### Given data
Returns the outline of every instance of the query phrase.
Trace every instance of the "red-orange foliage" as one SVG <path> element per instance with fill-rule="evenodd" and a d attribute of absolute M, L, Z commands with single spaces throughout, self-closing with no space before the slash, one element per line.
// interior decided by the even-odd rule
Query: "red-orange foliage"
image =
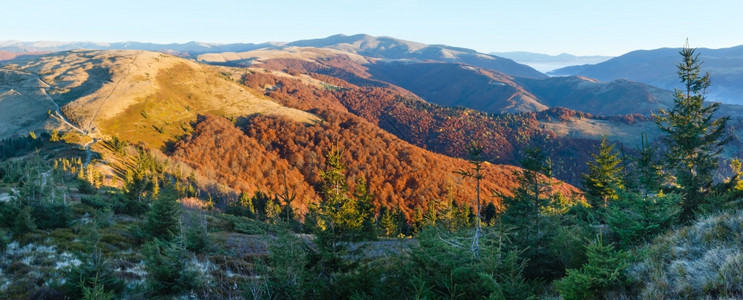
<path fill-rule="evenodd" d="M 464 160 L 423 150 L 348 113 L 313 112 L 324 121 L 307 126 L 281 117 L 256 116 L 243 127 L 248 136 L 299 169 L 313 186 L 320 182 L 323 154 L 333 146 L 345 149 L 349 185 L 356 177 L 365 176 L 377 208 L 399 207 L 409 216 L 414 208 L 425 209 L 447 197 L 474 201 L 474 182 L 453 173 L 467 167 Z M 515 170 L 518 168 L 488 164 L 483 188 L 509 194 L 515 185 Z M 488 201 L 498 204 L 497 199 L 485 197 Z"/>
<path fill-rule="evenodd" d="M 205 176 L 249 195 L 256 191 L 282 194 L 286 182 L 297 195 L 292 204 L 302 213 L 307 211 L 307 204 L 318 199 L 297 168 L 266 151 L 222 117 L 202 117 L 194 133 L 175 145 L 173 156 Z"/>

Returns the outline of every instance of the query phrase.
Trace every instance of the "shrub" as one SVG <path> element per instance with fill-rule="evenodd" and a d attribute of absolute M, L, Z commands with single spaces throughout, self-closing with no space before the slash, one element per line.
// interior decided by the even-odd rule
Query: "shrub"
<path fill-rule="evenodd" d="M 144 247 L 148 290 L 155 296 L 173 296 L 198 286 L 197 274 L 187 264 L 179 241 L 155 239 Z"/>

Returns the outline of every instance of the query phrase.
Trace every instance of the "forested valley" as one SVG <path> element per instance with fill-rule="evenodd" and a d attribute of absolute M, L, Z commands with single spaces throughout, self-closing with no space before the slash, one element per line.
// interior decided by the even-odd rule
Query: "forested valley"
<path fill-rule="evenodd" d="M 628 151 L 537 126 L 590 114 L 447 108 L 295 61 L 272 63 L 326 86 L 239 84 L 319 122 L 200 114 L 163 149 L 99 141 L 105 170 L 74 132 L 2 140 L 0 297 L 741 298 L 743 170 L 681 58 L 672 108 L 613 117 L 662 133 Z"/>

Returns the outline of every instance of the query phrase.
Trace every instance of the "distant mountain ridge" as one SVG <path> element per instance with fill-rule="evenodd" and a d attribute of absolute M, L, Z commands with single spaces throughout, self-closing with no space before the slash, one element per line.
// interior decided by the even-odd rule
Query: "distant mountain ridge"
<path fill-rule="evenodd" d="M 475 50 L 445 45 L 427 45 L 390 37 L 374 37 L 366 34 L 333 35 L 326 38 L 300 40 L 289 43 L 238 43 L 215 44 L 188 42 L 184 44 L 155 44 L 141 42 L 96 43 L 96 42 L 20 42 L 0 41 L 0 51 L 68 51 L 88 50 L 145 50 L 158 51 L 182 57 L 196 57 L 206 53 L 247 52 L 258 49 L 285 49 L 290 47 L 315 47 L 341 50 L 375 59 L 417 60 L 464 63 L 476 67 L 496 70 L 511 76 L 546 78 L 547 75 L 513 60 L 479 53 Z"/>
<path fill-rule="evenodd" d="M 676 74 L 680 48 L 632 51 L 595 65 L 570 66 L 549 72 L 554 76 L 581 75 L 601 81 L 627 79 L 673 90 L 682 88 Z M 702 71 L 709 72 L 712 85 L 707 100 L 743 104 L 743 45 L 723 48 L 699 48 L 704 61 Z"/>
<path fill-rule="evenodd" d="M 511 76 L 545 78 L 543 73 L 513 60 L 479 53 L 475 50 L 445 45 L 426 45 L 390 37 L 366 34 L 333 35 L 324 39 L 303 40 L 289 46 L 317 47 L 343 50 L 380 59 L 407 59 L 418 61 L 455 62 L 503 72 Z"/>
<path fill-rule="evenodd" d="M 568 53 L 549 55 L 526 51 L 490 52 L 490 54 L 512 59 L 545 73 L 568 66 L 597 64 L 613 58 L 612 56 L 600 55 L 576 56 Z"/>

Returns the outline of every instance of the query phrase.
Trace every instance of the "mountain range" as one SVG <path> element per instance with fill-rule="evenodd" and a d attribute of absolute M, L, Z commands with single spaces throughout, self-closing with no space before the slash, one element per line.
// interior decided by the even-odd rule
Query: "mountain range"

### Exercise
Convert the records above into a JSON list of strings with one string per line. Leave out blank lines and the pictures.

### Task result
[
  "Returns the outline of every instance of the query phrase.",
  "Trace every instance of the \"red-orange foliage\" as one SVG <path> element per instance with fill-rule=\"evenodd\" and a d attribute of absolute M, L, Z commands with single spaces throughout, self-closing with no space before the slash, one element per line.",
  "// interior decided by the even-odd rule",
  "Query: \"red-orange foliage\"",
  "image =",
  "<path fill-rule=\"evenodd\" d=\"M 464 160 L 423 150 L 348 113 L 313 112 L 324 121 L 307 126 L 281 117 L 256 116 L 243 127 L 248 136 L 299 169 L 313 186 L 320 182 L 323 154 L 333 146 L 345 149 L 349 185 L 356 177 L 365 176 L 377 208 L 399 207 L 409 216 L 414 208 L 425 209 L 447 197 L 474 201 L 474 182 L 453 173 L 467 167 Z M 515 170 L 518 168 L 488 164 L 483 188 L 509 194 L 515 185 Z M 488 201 L 498 204 L 497 199 L 485 197 Z\"/>",
  "<path fill-rule=\"evenodd\" d=\"M 205 176 L 249 195 L 256 191 L 282 194 L 286 182 L 297 195 L 292 204 L 302 213 L 307 211 L 307 204 L 318 199 L 297 168 L 266 151 L 222 117 L 202 117 L 194 133 L 175 145 L 173 156 Z\"/>",
  "Returns the outline of every instance of the query phrase.",
  "Trace every instance of the \"shrub\" as one SVG <path> element per instance with fill-rule=\"evenodd\" and a d attribute of absolute M, L, Z commands with single spaces throughout, self-closing with no space before the slash, one element per line.",
  "// interior decided by the even-odd rule",
  "Query: \"shrub\"",
  "<path fill-rule=\"evenodd\" d=\"M 144 247 L 148 290 L 155 296 L 173 296 L 198 286 L 197 274 L 187 264 L 179 241 L 155 239 Z\"/>",
  "Returns the outline of every instance of the query phrase.",
  "Trace every instance of the \"forested valley\" as one SVG <path> element per instance with fill-rule=\"evenodd\" and a d attribute of absolute M, L, Z commands with single spaces throughout, self-closing with no space before the slash, one element per line.",
  "// interior decided by the even-odd rule",
  "Query: \"forested valley\"",
  "<path fill-rule=\"evenodd\" d=\"M 628 151 L 537 126 L 590 114 L 447 108 L 295 61 L 272 63 L 326 86 L 239 84 L 319 122 L 200 114 L 163 149 L 99 141 L 105 170 L 74 132 L 2 140 L 0 297 L 741 298 L 743 170 L 681 58 L 672 108 L 613 117 L 662 133 Z\"/>",
  "Returns the outline of every instance of the query phrase.",
  "Trace every instance of the \"distant mountain ridge\" as one SVG <path> element per instance with fill-rule=\"evenodd\" and a d attribute of absolute M, L, Z commands with single spaces throughout, self-closing with no space before the slash, one element per line.",
  "// interior decided by the even-odd rule",
  "Query: \"distant mountain ridge\"",
  "<path fill-rule=\"evenodd\" d=\"M 475 50 L 445 45 L 427 45 L 390 37 L 374 37 L 366 34 L 333 35 L 326 38 L 300 40 L 289 43 L 238 43 L 215 44 L 188 42 L 184 44 L 155 44 L 141 42 L 96 43 L 96 42 L 20 42 L 0 41 L 0 51 L 68 51 L 88 50 L 145 50 L 158 51 L 182 57 L 196 57 L 206 53 L 247 52 L 258 49 L 285 49 L 290 47 L 315 47 L 341 50 L 375 59 L 417 60 L 464 63 L 476 67 L 496 70 L 511 76 L 546 78 L 547 75 L 513 60 L 479 53 Z\"/>",
  "<path fill-rule=\"evenodd\" d=\"M 676 74 L 680 48 L 632 51 L 595 65 L 570 66 L 549 72 L 554 76 L 581 75 L 601 81 L 627 79 L 673 90 L 682 88 Z M 702 71 L 709 72 L 712 85 L 707 100 L 743 104 L 743 45 L 723 48 L 699 48 L 704 61 Z\"/>",
  "<path fill-rule=\"evenodd\" d=\"M 511 76 L 545 78 L 543 73 L 513 60 L 479 53 L 475 50 L 445 45 L 426 45 L 390 37 L 366 34 L 333 35 L 324 39 L 303 40 L 289 46 L 317 47 L 343 50 L 380 59 L 407 59 L 418 61 L 455 62 L 503 72 Z\"/>",
  "<path fill-rule=\"evenodd\" d=\"M 568 53 L 549 55 L 526 51 L 490 52 L 490 54 L 512 59 L 545 73 L 568 66 L 597 64 L 613 58 L 612 56 L 600 55 L 576 56 Z\"/>",
  "Returns the outline of every instance of the query phrase.",
  "Trace every instance of the \"mountain range\" as one SVG <path> element per instance with fill-rule=\"evenodd\" and a d attribute of absolute M, L, Z commands with single spaces throughout, self-closing with no space before the slash, one element per line.",
  "// interior decided by the even-odd rule",
  "Query: \"mountain range\""
]